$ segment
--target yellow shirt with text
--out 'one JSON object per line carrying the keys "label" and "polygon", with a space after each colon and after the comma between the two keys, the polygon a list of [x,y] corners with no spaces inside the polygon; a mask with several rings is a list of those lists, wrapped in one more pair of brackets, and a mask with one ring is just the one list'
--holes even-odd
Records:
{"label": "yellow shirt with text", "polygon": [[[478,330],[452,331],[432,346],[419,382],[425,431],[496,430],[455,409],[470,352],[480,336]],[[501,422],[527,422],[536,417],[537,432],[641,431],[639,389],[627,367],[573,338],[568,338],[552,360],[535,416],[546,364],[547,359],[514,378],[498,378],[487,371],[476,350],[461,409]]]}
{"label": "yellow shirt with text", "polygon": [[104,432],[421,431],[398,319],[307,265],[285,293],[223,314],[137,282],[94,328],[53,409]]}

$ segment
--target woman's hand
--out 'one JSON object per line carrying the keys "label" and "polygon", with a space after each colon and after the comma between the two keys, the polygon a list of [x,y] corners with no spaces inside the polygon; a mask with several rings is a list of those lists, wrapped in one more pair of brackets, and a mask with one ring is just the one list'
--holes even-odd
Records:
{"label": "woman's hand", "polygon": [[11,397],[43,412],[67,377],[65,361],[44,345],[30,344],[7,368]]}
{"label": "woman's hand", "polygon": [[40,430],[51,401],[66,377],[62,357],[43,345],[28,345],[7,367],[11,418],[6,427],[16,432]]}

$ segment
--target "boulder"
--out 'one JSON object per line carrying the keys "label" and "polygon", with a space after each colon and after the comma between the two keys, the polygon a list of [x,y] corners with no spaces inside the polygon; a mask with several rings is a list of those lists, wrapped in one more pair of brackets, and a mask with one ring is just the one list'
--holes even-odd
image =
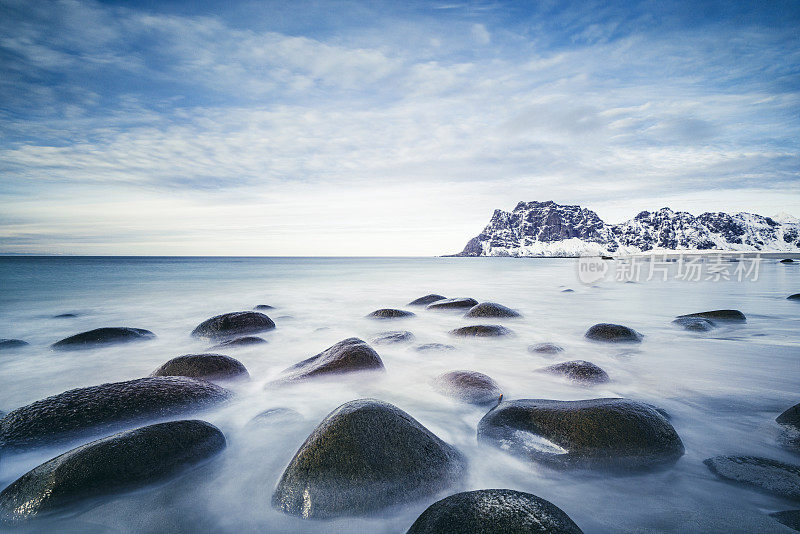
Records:
{"label": "boulder", "polygon": [[132,341],[146,341],[156,337],[154,333],[142,328],[128,328],[126,326],[113,326],[107,328],[95,328],[88,332],[81,332],[56,341],[51,348],[55,350],[76,350],[114,343],[130,343]]}
{"label": "boulder", "polygon": [[311,433],[272,496],[306,519],[369,514],[417,501],[461,481],[462,454],[396,406],[343,404]]}
{"label": "boulder", "polygon": [[21,339],[0,339],[0,350],[18,349],[26,345],[29,343]]}
{"label": "boulder", "polygon": [[450,330],[450,335],[459,337],[499,337],[511,334],[511,330],[499,324],[478,324]]}
{"label": "boulder", "polygon": [[564,349],[553,343],[536,343],[528,347],[528,352],[534,354],[558,354],[559,352],[564,352]]}
{"label": "boulder", "polygon": [[153,371],[150,376],[188,376],[203,380],[249,378],[250,374],[239,360],[224,354],[184,354]]}
{"label": "boulder", "polygon": [[120,432],[49,460],[0,493],[0,518],[20,521],[81,501],[160,482],[225,448],[205,421],[171,421]]}
{"label": "boulder", "polygon": [[497,404],[503,394],[497,382],[476,371],[450,371],[437,376],[433,383],[442,395],[469,404]]}
{"label": "boulder", "polygon": [[800,531],[800,510],[784,510],[783,512],[773,512],[769,515],[779,523]]}
{"label": "boulder", "polygon": [[254,311],[233,312],[206,319],[194,330],[193,337],[224,341],[245,334],[256,334],[275,328],[272,319]]}
{"label": "boulder", "polygon": [[786,297],[786,300],[800,300],[800,293],[795,293],[794,295],[789,295]]}
{"label": "boulder", "polygon": [[351,337],[284,370],[284,376],[280,381],[303,380],[315,376],[354,371],[382,371],[383,369],[383,361],[375,349],[363,340]]}
{"label": "boulder", "polygon": [[372,342],[376,345],[391,345],[393,343],[411,343],[416,337],[408,330],[399,330],[396,332],[381,332]]}
{"label": "boulder", "polygon": [[478,301],[473,298],[455,298],[437,300],[428,304],[426,310],[466,310],[477,305]]}
{"label": "boulder", "polygon": [[570,380],[586,384],[601,384],[611,380],[608,377],[608,373],[592,362],[587,362],[585,360],[572,360],[569,362],[557,363],[539,369],[539,371],[551,375],[560,375]]}
{"label": "boulder", "polygon": [[702,317],[678,317],[672,322],[682,326],[684,330],[692,332],[708,332],[717,326],[714,321],[709,321]]}
{"label": "boulder", "polygon": [[17,449],[62,443],[196,412],[229,398],[230,392],[211,382],[177,376],[72,389],[0,419],[0,442]]}
{"label": "boulder", "polygon": [[642,334],[621,324],[599,323],[586,331],[586,338],[608,343],[639,343]]}
{"label": "boulder", "polygon": [[417,345],[414,350],[418,352],[428,352],[428,351],[448,351],[448,350],[456,350],[453,345],[447,345],[445,343],[424,343],[422,345]]}
{"label": "boulder", "polygon": [[464,317],[522,317],[522,314],[496,302],[481,302],[470,308]]}
{"label": "boulder", "polygon": [[688,313],[686,315],[679,315],[678,319],[685,317],[701,317],[703,319],[710,319],[712,321],[730,321],[735,323],[744,323],[747,317],[739,310],[711,310],[697,313]]}
{"label": "boulder", "polygon": [[795,404],[775,418],[781,425],[789,425],[800,430],[800,403]]}
{"label": "boulder", "polygon": [[406,534],[581,534],[564,511],[509,489],[465,491],[430,505]]}
{"label": "boulder", "polygon": [[794,263],[794,260],[792,258],[786,258],[781,260],[780,263]]}
{"label": "boulder", "polygon": [[275,306],[270,306],[269,304],[258,304],[254,310],[274,310]]}
{"label": "boulder", "polygon": [[213,347],[213,350],[219,349],[228,349],[228,348],[236,348],[236,347],[249,347],[251,345],[260,345],[261,343],[266,343],[267,340],[263,337],[258,336],[242,336],[237,337],[235,339],[229,339],[227,341],[223,341],[222,343],[217,343]]}
{"label": "boulder", "polygon": [[409,306],[427,306],[431,302],[436,302],[437,300],[444,300],[446,297],[442,295],[436,295],[431,293],[430,295],[425,295],[424,297],[420,297],[418,299],[414,299],[408,303]]}
{"label": "boulder", "polygon": [[395,310],[392,308],[383,308],[375,310],[367,315],[369,319],[404,319],[406,317],[414,317],[416,314],[405,310]]}
{"label": "boulder", "polygon": [[800,499],[800,466],[758,456],[715,456],[703,463],[718,477],[761,491]]}
{"label": "boulder", "polygon": [[292,408],[270,408],[254,416],[247,422],[248,427],[262,427],[265,425],[290,424],[303,421],[303,415]]}
{"label": "boulder", "polygon": [[627,399],[503,402],[478,423],[478,439],[564,468],[647,469],[674,463],[684,452],[661,413]]}
{"label": "boulder", "polygon": [[562,292],[562,293],[575,293],[575,290],[574,290],[574,289],[567,288],[567,289],[562,289],[562,290],[561,290],[561,292]]}
{"label": "boulder", "polygon": [[77,316],[77,313],[59,313],[58,315],[54,315],[53,319],[74,319]]}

- [WHAT TO DO] Repeat the listing exactly, minus its pictures.

- [SOLUTION TO THIS PROBLEM]
$ segment
--target yellow shirt with text
--out 'one JSON object per line carrying the keys "label" and "polygon", with a space after each colon and after the comma between the two keys, the polygon a list of [x,y] corners with no spaces inside the polygon; a mask with several rings is a list of those lists, wrapped in one more pair of brackets, and a mask with one ring is just the one list'
--holes even-odd
Records:
{"label": "yellow shirt with text", "polygon": [[[478,330],[452,331],[432,346],[419,382],[425,431],[496,430],[455,409],[470,352],[480,336]],[[501,422],[527,422],[536,417],[537,432],[641,431],[639,389],[627,367],[573,338],[568,338],[552,360],[535,416],[546,364],[547,359],[514,378],[498,378],[487,371],[476,350],[461,409]]]}
{"label": "yellow shirt with text", "polygon": [[104,432],[421,431],[398,319],[307,265],[285,293],[223,314],[137,282],[94,328],[53,409]]}

$ segment
--target woman's hand
--out 'one JSON object per line carrying the keys "label" and "polygon", with a space after each colon and after the comma between the two keys, the polygon a list of [x,y] corners with no spaces inside the polygon; a mask with several rings is a list of those lists, wrapped in one more pair of brackets, and a mask with one ring is just the one list'
--holes even-odd
Records:
{"label": "woman's hand", "polygon": [[11,397],[43,412],[67,377],[65,361],[44,345],[30,344],[7,368]]}
{"label": "woman's hand", "polygon": [[40,430],[51,401],[66,377],[62,357],[43,345],[28,345],[7,367],[11,418],[6,427],[16,432]]}

$ segment
--target "boulder"
--out 'one JSON object per line carrying the keys "label" and "polygon", with a space after each colon and after the comma between the two keys, the polygon a list of [x,y] corners with no spaces inside the polygon; a mask with several rings is a list of those lists, wrapped in one more pair of brackets, and a mask with one ring is just the one list'
--holes even-odd
image =
Records:
{"label": "boulder", "polygon": [[132,341],[146,341],[156,337],[154,333],[142,328],[128,328],[126,326],[113,326],[107,328],[95,328],[88,332],[81,332],[56,341],[51,348],[55,350],[76,350],[114,343],[130,343]]}
{"label": "boulder", "polygon": [[311,433],[272,496],[306,519],[369,514],[417,501],[461,481],[462,454],[396,406],[343,404]]}
{"label": "boulder", "polygon": [[21,339],[0,339],[0,350],[18,349],[26,345],[29,343]]}
{"label": "boulder", "polygon": [[450,330],[450,335],[459,337],[499,337],[511,334],[511,330],[499,324],[478,324]]}
{"label": "boulder", "polygon": [[564,349],[553,343],[536,343],[528,347],[528,352],[534,354],[558,354],[559,352],[564,352]]}
{"label": "boulder", "polygon": [[153,371],[150,376],[188,376],[203,380],[249,378],[250,374],[239,360],[224,354],[184,354]]}
{"label": "boulder", "polygon": [[120,432],[49,460],[0,493],[0,518],[20,521],[81,501],[160,482],[225,448],[205,421],[171,421]]}
{"label": "boulder", "polygon": [[497,404],[503,394],[497,382],[476,371],[450,371],[437,376],[433,383],[442,395],[469,404]]}
{"label": "boulder", "polygon": [[800,531],[800,510],[784,510],[783,512],[773,512],[769,515],[779,523]]}
{"label": "boulder", "polygon": [[254,311],[233,312],[206,319],[194,330],[193,337],[224,341],[245,334],[256,334],[275,328],[272,319]]}
{"label": "boulder", "polygon": [[786,297],[786,300],[800,300],[800,293],[795,293],[794,295],[789,295]]}
{"label": "boulder", "polygon": [[351,337],[284,370],[284,376],[280,381],[303,380],[315,376],[354,371],[382,371],[383,369],[383,361],[375,349],[363,340]]}
{"label": "boulder", "polygon": [[372,342],[376,345],[391,345],[393,343],[411,343],[416,337],[408,330],[399,330],[396,332],[381,332]]}
{"label": "boulder", "polygon": [[478,301],[473,298],[455,298],[437,300],[428,304],[426,310],[466,310],[477,305]]}
{"label": "boulder", "polygon": [[570,380],[586,384],[601,384],[611,380],[608,377],[608,373],[592,362],[587,362],[585,360],[572,360],[569,362],[557,363],[539,369],[539,371],[551,375],[560,375]]}
{"label": "boulder", "polygon": [[702,317],[678,317],[672,322],[682,326],[684,330],[692,332],[708,332],[717,326],[714,321],[709,321]]}
{"label": "boulder", "polygon": [[17,449],[62,443],[196,412],[229,398],[230,392],[211,382],[177,376],[72,389],[0,419],[0,442]]}
{"label": "boulder", "polygon": [[642,334],[621,324],[599,323],[586,331],[586,338],[608,343],[639,343]]}
{"label": "boulder", "polygon": [[417,345],[414,350],[418,352],[428,352],[428,351],[448,351],[448,350],[456,350],[453,345],[447,345],[445,343],[424,343],[422,345]]}
{"label": "boulder", "polygon": [[464,317],[522,317],[522,314],[496,302],[481,302],[470,308]]}
{"label": "boulder", "polygon": [[688,313],[686,315],[679,315],[678,319],[685,317],[701,317],[703,319],[710,319],[712,321],[730,321],[735,323],[744,323],[747,317],[739,310],[711,310],[697,313]]}
{"label": "boulder", "polygon": [[795,404],[775,418],[781,425],[789,425],[800,430],[800,403]]}
{"label": "boulder", "polygon": [[406,534],[581,534],[564,511],[509,489],[465,491],[430,505]]}
{"label": "boulder", "polygon": [[794,263],[794,260],[792,258],[786,258],[781,260],[780,263]]}
{"label": "boulder", "polygon": [[275,306],[270,306],[269,304],[258,304],[254,310],[274,310]]}
{"label": "boulder", "polygon": [[213,347],[213,350],[219,349],[228,349],[228,348],[236,348],[236,347],[249,347],[251,345],[260,345],[261,343],[266,343],[267,340],[263,337],[258,336],[242,336],[237,337],[235,339],[229,339],[227,341],[223,341],[222,343],[217,343]]}
{"label": "boulder", "polygon": [[409,306],[427,306],[431,302],[436,302],[437,300],[444,300],[446,297],[442,295],[436,295],[431,293],[430,295],[425,295],[424,297],[420,297],[418,299],[414,299],[408,303]]}
{"label": "boulder", "polygon": [[395,310],[392,308],[383,308],[375,310],[367,315],[369,319],[404,319],[406,317],[414,317],[416,314],[405,310]]}
{"label": "boulder", "polygon": [[800,499],[800,466],[758,456],[715,456],[703,463],[718,477],[761,491]]}
{"label": "boulder", "polygon": [[292,408],[270,408],[254,416],[247,422],[248,427],[262,427],[265,425],[290,424],[303,421],[303,415]]}
{"label": "boulder", "polygon": [[627,399],[503,402],[478,423],[478,439],[564,468],[647,469],[674,463],[684,452],[661,413]]}
{"label": "boulder", "polygon": [[562,292],[562,293],[575,293],[575,290],[574,290],[574,289],[567,288],[567,289],[562,289],[562,290],[561,290],[561,292]]}
{"label": "boulder", "polygon": [[77,316],[77,313],[59,313],[58,315],[54,315],[53,319],[74,319]]}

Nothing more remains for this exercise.